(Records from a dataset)

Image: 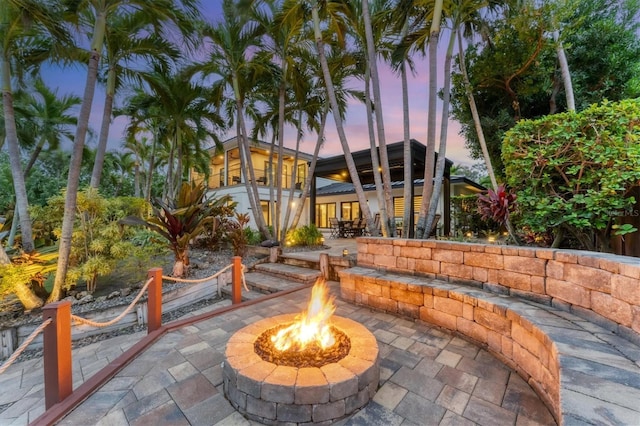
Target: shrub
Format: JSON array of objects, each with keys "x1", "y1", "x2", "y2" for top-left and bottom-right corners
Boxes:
[
  {"x1": 286, "y1": 224, "x2": 322, "y2": 246},
  {"x1": 502, "y1": 99, "x2": 640, "y2": 251}
]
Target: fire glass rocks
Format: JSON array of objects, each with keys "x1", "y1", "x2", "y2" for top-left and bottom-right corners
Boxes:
[{"x1": 223, "y1": 314, "x2": 380, "y2": 425}]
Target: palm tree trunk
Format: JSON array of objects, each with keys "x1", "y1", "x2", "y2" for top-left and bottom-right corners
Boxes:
[
  {"x1": 233, "y1": 85, "x2": 273, "y2": 239},
  {"x1": 364, "y1": 67, "x2": 392, "y2": 237},
  {"x1": 90, "y1": 69, "x2": 116, "y2": 188},
  {"x1": 553, "y1": 30, "x2": 576, "y2": 111},
  {"x1": 48, "y1": 41, "x2": 105, "y2": 302},
  {"x1": 457, "y1": 28, "x2": 520, "y2": 245},
  {"x1": 0, "y1": 52, "x2": 35, "y2": 253},
  {"x1": 282, "y1": 109, "x2": 302, "y2": 236},
  {"x1": 424, "y1": 31, "x2": 456, "y2": 238},
  {"x1": 400, "y1": 62, "x2": 413, "y2": 238},
  {"x1": 0, "y1": 244, "x2": 11, "y2": 265},
  {"x1": 291, "y1": 105, "x2": 329, "y2": 229},
  {"x1": 311, "y1": 1, "x2": 377, "y2": 236},
  {"x1": 144, "y1": 129, "x2": 158, "y2": 202},
  {"x1": 417, "y1": 0, "x2": 443, "y2": 238},
  {"x1": 273, "y1": 55, "x2": 286, "y2": 241},
  {"x1": 362, "y1": 1, "x2": 396, "y2": 236}
]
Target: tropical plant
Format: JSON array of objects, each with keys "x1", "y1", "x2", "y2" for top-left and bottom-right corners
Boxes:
[
  {"x1": 287, "y1": 224, "x2": 323, "y2": 246},
  {"x1": 91, "y1": 10, "x2": 178, "y2": 188},
  {"x1": 225, "y1": 213, "x2": 251, "y2": 256},
  {"x1": 503, "y1": 99, "x2": 640, "y2": 251},
  {"x1": 120, "y1": 182, "x2": 231, "y2": 277},
  {"x1": 478, "y1": 185, "x2": 516, "y2": 225},
  {"x1": 49, "y1": 0, "x2": 200, "y2": 301},
  {"x1": 0, "y1": 0, "x2": 68, "y2": 253},
  {"x1": 0, "y1": 248, "x2": 57, "y2": 310}
]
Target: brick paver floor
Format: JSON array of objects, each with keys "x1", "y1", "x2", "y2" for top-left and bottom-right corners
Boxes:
[{"x1": 5, "y1": 283, "x2": 555, "y2": 426}]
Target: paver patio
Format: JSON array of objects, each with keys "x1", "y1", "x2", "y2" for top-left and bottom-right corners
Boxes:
[{"x1": 40, "y1": 283, "x2": 555, "y2": 426}]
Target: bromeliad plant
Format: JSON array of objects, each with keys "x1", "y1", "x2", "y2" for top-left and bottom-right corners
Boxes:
[
  {"x1": 478, "y1": 184, "x2": 516, "y2": 225},
  {"x1": 120, "y1": 182, "x2": 231, "y2": 277}
]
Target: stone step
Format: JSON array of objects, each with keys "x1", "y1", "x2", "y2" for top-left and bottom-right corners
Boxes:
[
  {"x1": 255, "y1": 263, "x2": 320, "y2": 284},
  {"x1": 244, "y1": 272, "x2": 301, "y2": 293},
  {"x1": 222, "y1": 286, "x2": 266, "y2": 302},
  {"x1": 278, "y1": 253, "x2": 320, "y2": 271}
]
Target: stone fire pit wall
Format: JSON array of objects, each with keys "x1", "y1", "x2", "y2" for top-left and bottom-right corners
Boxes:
[
  {"x1": 358, "y1": 237, "x2": 640, "y2": 344},
  {"x1": 223, "y1": 314, "x2": 380, "y2": 425}
]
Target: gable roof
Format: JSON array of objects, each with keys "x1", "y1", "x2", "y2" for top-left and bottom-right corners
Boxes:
[{"x1": 314, "y1": 139, "x2": 453, "y2": 185}]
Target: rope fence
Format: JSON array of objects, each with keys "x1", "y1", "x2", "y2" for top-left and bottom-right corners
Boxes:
[
  {"x1": 162, "y1": 263, "x2": 249, "y2": 291},
  {"x1": 0, "y1": 318, "x2": 53, "y2": 374},
  {"x1": 71, "y1": 278, "x2": 153, "y2": 328}
]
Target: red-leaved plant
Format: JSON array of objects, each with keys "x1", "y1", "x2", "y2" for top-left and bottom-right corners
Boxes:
[{"x1": 478, "y1": 184, "x2": 516, "y2": 225}]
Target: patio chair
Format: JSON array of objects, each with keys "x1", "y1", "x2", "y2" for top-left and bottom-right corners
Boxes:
[
  {"x1": 329, "y1": 217, "x2": 340, "y2": 238},
  {"x1": 351, "y1": 219, "x2": 367, "y2": 237}
]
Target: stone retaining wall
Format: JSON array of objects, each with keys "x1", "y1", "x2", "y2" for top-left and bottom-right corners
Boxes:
[
  {"x1": 357, "y1": 237, "x2": 640, "y2": 344},
  {"x1": 340, "y1": 266, "x2": 562, "y2": 420}
]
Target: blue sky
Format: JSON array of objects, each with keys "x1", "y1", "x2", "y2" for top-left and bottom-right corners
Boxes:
[{"x1": 37, "y1": 0, "x2": 473, "y2": 164}]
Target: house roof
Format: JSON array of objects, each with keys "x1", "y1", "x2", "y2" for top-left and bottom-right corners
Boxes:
[
  {"x1": 314, "y1": 139, "x2": 453, "y2": 185},
  {"x1": 316, "y1": 176, "x2": 486, "y2": 197}
]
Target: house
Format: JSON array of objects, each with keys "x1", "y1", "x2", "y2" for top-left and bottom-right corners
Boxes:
[
  {"x1": 191, "y1": 137, "x2": 311, "y2": 229},
  {"x1": 311, "y1": 139, "x2": 485, "y2": 235},
  {"x1": 192, "y1": 138, "x2": 484, "y2": 235}
]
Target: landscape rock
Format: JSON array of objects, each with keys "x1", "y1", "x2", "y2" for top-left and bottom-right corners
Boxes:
[{"x1": 78, "y1": 292, "x2": 93, "y2": 305}]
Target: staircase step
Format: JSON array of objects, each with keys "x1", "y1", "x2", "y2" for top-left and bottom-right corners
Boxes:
[
  {"x1": 222, "y1": 286, "x2": 266, "y2": 302},
  {"x1": 278, "y1": 253, "x2": 320, "y2": 270},
  {"x1": 244, "y1": 272, "x2": 308, "y2": 293},
  {"x1": 255, "y1": 263, "x2": 320, "y2": 284}
]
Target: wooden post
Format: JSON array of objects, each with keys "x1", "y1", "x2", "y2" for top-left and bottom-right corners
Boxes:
[
  {"x1": 147, "y1": 268, "x2": 162, "y2": 334},
  {"x1": 42, "y1": 300, "x2": 73, "y2": 410},
  {"x1": 231, "y1": 256, "x2": 242, "y2": 305},
  {"x1": 320, "y1": 253, "x2": 331, "y2": 280}
]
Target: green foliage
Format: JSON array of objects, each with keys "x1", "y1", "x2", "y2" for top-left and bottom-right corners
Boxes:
[
  {"x1": 287, "y1": 224, "x2": 322, "y2": 246},
  {"x1": 244, "y1": 227, "x2": 262, "y2": 245},
  {"x1": 451, "y1": 0, "x2": 640, "y2": 175},
  {"x1": 451, "y1": 195, "x2": 500, "y2": 235},
  {"x1": 120, "y1": 182, "x2": 230, "y2": 276},
  {"x1": 478, "y1": 184, "x2": 516, "y2": 225},
  {"x1": 502, "y1": 99, "x2": 640, "y2": 250}
]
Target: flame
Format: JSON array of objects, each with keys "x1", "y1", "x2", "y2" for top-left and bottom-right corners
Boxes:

■ Written task
Extract every line of the entries above that contains the word "step", matching case exactly.

■ Written answer
Target: stone step
Target: staircase step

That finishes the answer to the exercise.